Collected data entries:
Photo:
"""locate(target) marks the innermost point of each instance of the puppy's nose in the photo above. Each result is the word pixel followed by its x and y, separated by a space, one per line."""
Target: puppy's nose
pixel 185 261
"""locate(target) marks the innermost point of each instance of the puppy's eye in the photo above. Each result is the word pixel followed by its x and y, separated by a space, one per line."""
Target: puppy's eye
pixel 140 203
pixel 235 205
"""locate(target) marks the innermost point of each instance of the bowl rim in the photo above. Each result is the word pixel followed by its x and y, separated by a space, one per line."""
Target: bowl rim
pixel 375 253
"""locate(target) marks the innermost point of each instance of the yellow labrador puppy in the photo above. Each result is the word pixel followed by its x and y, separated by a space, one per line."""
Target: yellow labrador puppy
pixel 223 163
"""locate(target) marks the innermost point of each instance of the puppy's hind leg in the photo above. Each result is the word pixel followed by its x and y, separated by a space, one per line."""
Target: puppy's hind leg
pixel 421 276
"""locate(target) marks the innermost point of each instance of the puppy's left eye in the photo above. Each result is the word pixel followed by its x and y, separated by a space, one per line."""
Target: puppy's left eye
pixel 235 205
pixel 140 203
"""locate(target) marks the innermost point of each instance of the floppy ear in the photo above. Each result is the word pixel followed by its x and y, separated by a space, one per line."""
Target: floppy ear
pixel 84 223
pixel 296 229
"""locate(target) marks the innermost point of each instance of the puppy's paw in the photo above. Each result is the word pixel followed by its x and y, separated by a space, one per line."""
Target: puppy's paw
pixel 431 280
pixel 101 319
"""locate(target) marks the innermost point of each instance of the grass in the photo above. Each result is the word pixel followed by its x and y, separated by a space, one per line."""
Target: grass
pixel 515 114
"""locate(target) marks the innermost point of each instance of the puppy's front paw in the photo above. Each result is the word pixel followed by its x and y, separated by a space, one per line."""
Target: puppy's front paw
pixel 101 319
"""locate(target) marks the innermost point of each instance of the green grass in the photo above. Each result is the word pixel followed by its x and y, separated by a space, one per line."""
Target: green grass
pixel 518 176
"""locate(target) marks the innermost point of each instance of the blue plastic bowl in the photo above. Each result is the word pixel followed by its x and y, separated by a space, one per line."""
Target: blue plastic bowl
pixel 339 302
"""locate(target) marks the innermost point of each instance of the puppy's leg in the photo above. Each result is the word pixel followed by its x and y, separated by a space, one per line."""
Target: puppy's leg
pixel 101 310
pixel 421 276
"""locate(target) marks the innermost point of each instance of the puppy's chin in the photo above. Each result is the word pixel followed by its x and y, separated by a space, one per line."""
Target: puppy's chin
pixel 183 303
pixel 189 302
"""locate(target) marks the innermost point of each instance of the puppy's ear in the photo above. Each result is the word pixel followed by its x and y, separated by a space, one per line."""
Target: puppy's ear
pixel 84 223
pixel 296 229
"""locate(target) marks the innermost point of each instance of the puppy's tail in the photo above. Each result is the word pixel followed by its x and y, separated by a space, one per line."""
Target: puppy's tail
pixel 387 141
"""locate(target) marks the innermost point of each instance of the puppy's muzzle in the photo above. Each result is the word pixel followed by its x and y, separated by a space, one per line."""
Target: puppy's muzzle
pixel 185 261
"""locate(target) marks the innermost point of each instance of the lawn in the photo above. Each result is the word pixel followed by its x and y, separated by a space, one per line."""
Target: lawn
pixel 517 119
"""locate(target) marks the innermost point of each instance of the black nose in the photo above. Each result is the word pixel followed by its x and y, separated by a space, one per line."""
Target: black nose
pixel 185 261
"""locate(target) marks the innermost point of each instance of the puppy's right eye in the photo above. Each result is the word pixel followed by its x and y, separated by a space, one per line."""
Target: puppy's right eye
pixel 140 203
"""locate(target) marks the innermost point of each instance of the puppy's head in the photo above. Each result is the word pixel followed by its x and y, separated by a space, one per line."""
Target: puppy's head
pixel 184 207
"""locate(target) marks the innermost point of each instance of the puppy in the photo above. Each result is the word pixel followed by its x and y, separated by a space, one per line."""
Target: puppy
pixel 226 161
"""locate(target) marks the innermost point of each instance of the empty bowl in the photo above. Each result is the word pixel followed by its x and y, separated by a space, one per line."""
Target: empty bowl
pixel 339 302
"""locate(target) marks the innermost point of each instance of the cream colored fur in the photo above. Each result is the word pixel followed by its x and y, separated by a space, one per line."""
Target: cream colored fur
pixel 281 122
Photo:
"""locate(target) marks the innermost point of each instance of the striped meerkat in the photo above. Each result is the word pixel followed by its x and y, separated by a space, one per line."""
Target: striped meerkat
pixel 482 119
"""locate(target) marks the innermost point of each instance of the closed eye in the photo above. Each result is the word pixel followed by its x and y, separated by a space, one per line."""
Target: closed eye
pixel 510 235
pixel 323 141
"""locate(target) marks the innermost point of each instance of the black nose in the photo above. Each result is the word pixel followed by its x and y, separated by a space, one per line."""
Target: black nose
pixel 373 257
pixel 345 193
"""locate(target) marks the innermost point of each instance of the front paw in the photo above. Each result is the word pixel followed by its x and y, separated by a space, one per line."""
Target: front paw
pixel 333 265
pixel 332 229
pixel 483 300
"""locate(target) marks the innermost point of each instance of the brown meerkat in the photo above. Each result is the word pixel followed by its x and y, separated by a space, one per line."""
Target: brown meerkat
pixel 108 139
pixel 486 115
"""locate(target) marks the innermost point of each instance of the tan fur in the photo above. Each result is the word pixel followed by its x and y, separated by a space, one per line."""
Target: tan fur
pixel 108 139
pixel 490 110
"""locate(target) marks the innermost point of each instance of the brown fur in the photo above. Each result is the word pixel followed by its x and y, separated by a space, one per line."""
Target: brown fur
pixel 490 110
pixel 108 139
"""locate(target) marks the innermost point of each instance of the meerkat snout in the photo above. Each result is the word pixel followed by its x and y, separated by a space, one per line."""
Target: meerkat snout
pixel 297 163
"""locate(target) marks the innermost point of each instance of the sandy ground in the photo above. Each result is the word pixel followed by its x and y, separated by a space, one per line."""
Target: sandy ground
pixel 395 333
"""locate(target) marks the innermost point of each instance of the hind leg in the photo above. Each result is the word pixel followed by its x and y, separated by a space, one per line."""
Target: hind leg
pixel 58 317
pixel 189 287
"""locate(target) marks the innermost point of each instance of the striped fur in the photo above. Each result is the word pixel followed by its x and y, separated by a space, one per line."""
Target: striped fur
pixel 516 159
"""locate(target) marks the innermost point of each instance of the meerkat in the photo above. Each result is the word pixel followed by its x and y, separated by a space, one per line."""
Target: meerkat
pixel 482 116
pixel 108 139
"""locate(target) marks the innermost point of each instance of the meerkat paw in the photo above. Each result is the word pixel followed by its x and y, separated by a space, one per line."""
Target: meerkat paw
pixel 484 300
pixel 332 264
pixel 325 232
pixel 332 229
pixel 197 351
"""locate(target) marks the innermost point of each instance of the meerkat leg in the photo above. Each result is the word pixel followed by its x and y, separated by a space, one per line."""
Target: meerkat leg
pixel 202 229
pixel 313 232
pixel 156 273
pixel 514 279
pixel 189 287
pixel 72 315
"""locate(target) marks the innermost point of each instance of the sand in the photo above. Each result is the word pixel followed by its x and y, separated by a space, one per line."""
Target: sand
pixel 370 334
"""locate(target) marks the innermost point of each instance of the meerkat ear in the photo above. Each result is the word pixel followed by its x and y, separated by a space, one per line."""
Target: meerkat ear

• Exercise brief:
Edit the material above so that each "innermost point" becomes "central point", keeping everything else the same.

• Solution to the problem:
Photo:
"""locate(target) marks the central point of each instance of the puppy's nose in the photo above. Each result is the word pixel followed by its x and y, separated by a space, one per line."""
Target: puppy's nose
pixel 185 261
"""locate(target) marks the central point of each instance of the puppy's eye in the photo above. Each result is the word pixel followed by its x and y, separated by a space, one per line."""
Target: puppy's eye
pixel 140 203
pixel 235 205
"""locate(target) marks the central point of each instance of the bowl rim in the photo above. Each result is the word pixel followed by its x and y, separated by a space, one per line."""
Target: bowl rim
pixel 375 253
"""locate(target) marks the central point of each instance of the yellow labrador puppy in the photo above. Each result is the word pixel followed by its x and y, separated by a space, one per line."""
Target: yellow labrador puppy
pixel 223 163
"""locate(target) marks the central point of each instance of the puppy's hind leg in the photo above. Each result is the word pixel followed by its x and y, separated by a space, one per line."""
Target: puppy's hind leg
pixel 421 276
"""locate(target) marks the central point of each instance of the puppy's left eye in the photo above. Each result is the word pixel followed by its x and y, separated by a space, one per line."""
Target: puppy's left eye
pixel 235 205
pixel 140 203
"""locate(target) marks the central point of each instance of the floppy ear in the photo above. Each result is the word pixel followed by its x and y, separated by a space, one per line."""
Target: floppy ear
pixel 84 223
pixel 296 229
"""locate(target) marks the central point of each instance of the puppy's paw in the photo above. Each result is the word pixel followed by its x and y, separated by a space, one per line."""
Target: puppy's paw
pixel 431 280
pixel 101 319
"""locate(target) marks the central point of each instance of the grass in the photo above. Each result is the word pixel followed by its x and y, separated by a space, one per line."""
Target: grass
pixel 515 114
"""locate(target) marks the central point of each instance of the puppy's front paw in the photo above. Each result is the word pixel followed by its x and y, separated by a space, one per line."""
Target: puppy's front paw
pixel 101 319
"""locate(target) marks the central point of each instance of the green grass in the photo above. Each result is the word pixel followed by its x and y, separated by a space, one per line."""
Target: green grass
pixel 518 176
"""locate(target) marks the central point of each instance of the blue plastic bowl in the photo above. Each result is the word pixel followed by its x and y, separated by a space, one per line."""
Target: blue plastic bowl
pixel 339 302
"""locate(target) marks the central point of each instance of the puppy's leg in the photo above. Each result is the word pixel followed by its x and y, separated by a space, one per line."""
Target: puppy's leg
pixel 101 310
pixel 421 276
"""locate(target) marks the central point of each instance of the puppy's chin in the photo above. Each result is the word pixel followed by its x and y, separated by a space, one per line."""
Target: puppy's chin
pixel 183 303
pixel 189 302
"""locate(target) marks the central point of each instance of the puppy's ear in the photo above. Each result is the word pixel followed by its x and y, separated by a space, one per line."""
Target: puppy's ear
pixel 84 223
pixel 296 229
"""locate(target) marks the central point of each instance of the puppy's tail in the photo above. Each result is the word pixel followed by its x and y, separated by a space, one per line."""
Target: puppy's tail
pixel 387 141
"""locate(target) marks the central point of each instance of the puppy's muzzle in the photo above. Each result is the word pixel followed by its x and y, separated by a space, one per line."""
Target: puppy's muzzle
pixel 185 261
"""locate(target) marks the central point of each instance of the lawn in the photo above. Each result is the word pixel followed by its x and y, separated by a space, one per line."""
Target: lawn
pixel 517 119
"""locate(target) marks the central point of each instance of the black nose in the photo above. Each result is the word pixel followed by its x and y, separated by a space, one per line."""
Target: black nose
pixel 185 261
"""locate(target) marks the central point of each instance of the puppy's right eye in the photo above. Each result is the word pixel followed by its x and y, separated by a space, one per line."""
Target: puppy's right eye
pixel 140 203
"""locate(target) marks the central point of each instance of the puppy's head in the photo above. Each result is the word pixel followed by its x and y, separated by a space, one per line."""
Target: puppy's head
pixel 184 207
"""locate(target) marks the central point of each instance of the puppy in the photo above. Each result is the word pixel followed by its x and y, separated by a space, one per line."""
Target: puppy
pixel 226 161
"""locate(target) marks the central point of each instance of the empty bowl in the photo above. Each result is the word pixel followed by its x and y, separated by a space, one per line."""
Target: empty bowl
pixel 339 302
"""locate(target) marks the central point of each instance of the cream colored fur in the photo above. Each result is the word pixel followed by its x and y, separated by a space, one per line."""
Target: cream colored fur
pixel 281 122
Photo:
"""locate(target) marks the central point of each instance of the striped meerkat in the photo above. Each result is the word pixel followed by its x and y, separated by a space, one per line."""
Target: striped meerkat
pixel 482 119
"""locate(target) marks the central point of each instance of the closed eye in the photo above. Each result is the word pixel followed by its x and y, separated by a space, one per line."""
Target: closed eye
pixel 510 235
pixel 323 141
"""locate(target) marks the central point of each instance of the black nose in the photo above. Each result is the word pixel followed by its x and y, separated by a space, one per line."""
Target: black nose
pixel 373 257
pixel 345 193
"""locate(target) marks the central point of each instance of the front paw in the photo above. Each result is the word pixel followed by its x and y, separated by a space, one per line."""
Target: front paw
pixel 333 265
pixel 332 229
pixel 483 300
"""locate(target) marks the central point of each instance of the brown meerkat in the photo above. Each result is the word pixel followed by its x and y, separated by a space, one per line."""
Target: brown meerkat
pixel 108 139
pixel 486 115
"""locate(target) marks the central point of each instance of the tan fur in the photo above. Each result is the word pixel followed by its x and y, separated by a space, one per line."""
Target: tan fur
pixel 108 139
pixel 490 110
"""locate(target) marks the central point of each instance of the brown fur in the photo above. Each result is the word pixel followed by its x and y, separated by a space, one per line."""
Target: brown fur
pixel 490 110
pixel 108 139
"""locate(target) marks the central point of each instance of the meerkat snout in the photo above. Each result is the word pixel followed by its x and y, separated by a space, one per line."""
Target: meerkat snout
pixel 297 163
"""locate(target) marks the central point of each instance of the sandy ground in the photo above. Each result is the word pixel followed by its x and y, separated by a space, one per line."""
Target: sandy ground
pixel 395 333
"""locate(target) marks the central point of each instance of the hind leg in the photo above. Each result is the word pixel followed by its x and y, separated by a space, one per line."""
Target: hind leg
pixel 58 317
pixel 189 287
"""locate(target) marks the central point of each instance of the striped fur in the photo above. Each result is the word pixel followed by its x and y, separated by a space, one per line."""
Target: striped fur
pixel 516 159
"""locate(target) marks the central point of each instance of the meerkat in the photo above. Each result is the word pixel followed by its x and y, separated by a space, one per line."""
Target: meerkat
pixel 482 116
pixel 108 139
"""locate(target) marks the central point of each instance of the meerkat paw in the photo above. Each result is the word pixel followed by its x and y, separated by a space, one per line."""
Target: meerkat paw
pixel 484 300
pixel 332 264
pixel 325 232
pixel 332 229
pixel 197 351
"""locate(target) marks the central point of each instance of the meerkat leg in the photo above. Each result is the word pixel followed by its x and y, separated by a space, one per line."""
Target: meerkat leg
pixel 202 229
pixel 313 232
pixel 156 273
pixel 514 279
pixel 189 287
pixel 72 315
"""locate(target) marks the central point of each instance of the sand in the photo above. Each result is the word pixel followed by its x and y, separated by a space, one per line."""
Target: sand
pixel 370 334
"""locate(target) marks the central point of each instance of the meerkat ear in the photo above. Each result is the word pixel followed by its x and y, separated by a space, one per line."""
Target: meerkat ear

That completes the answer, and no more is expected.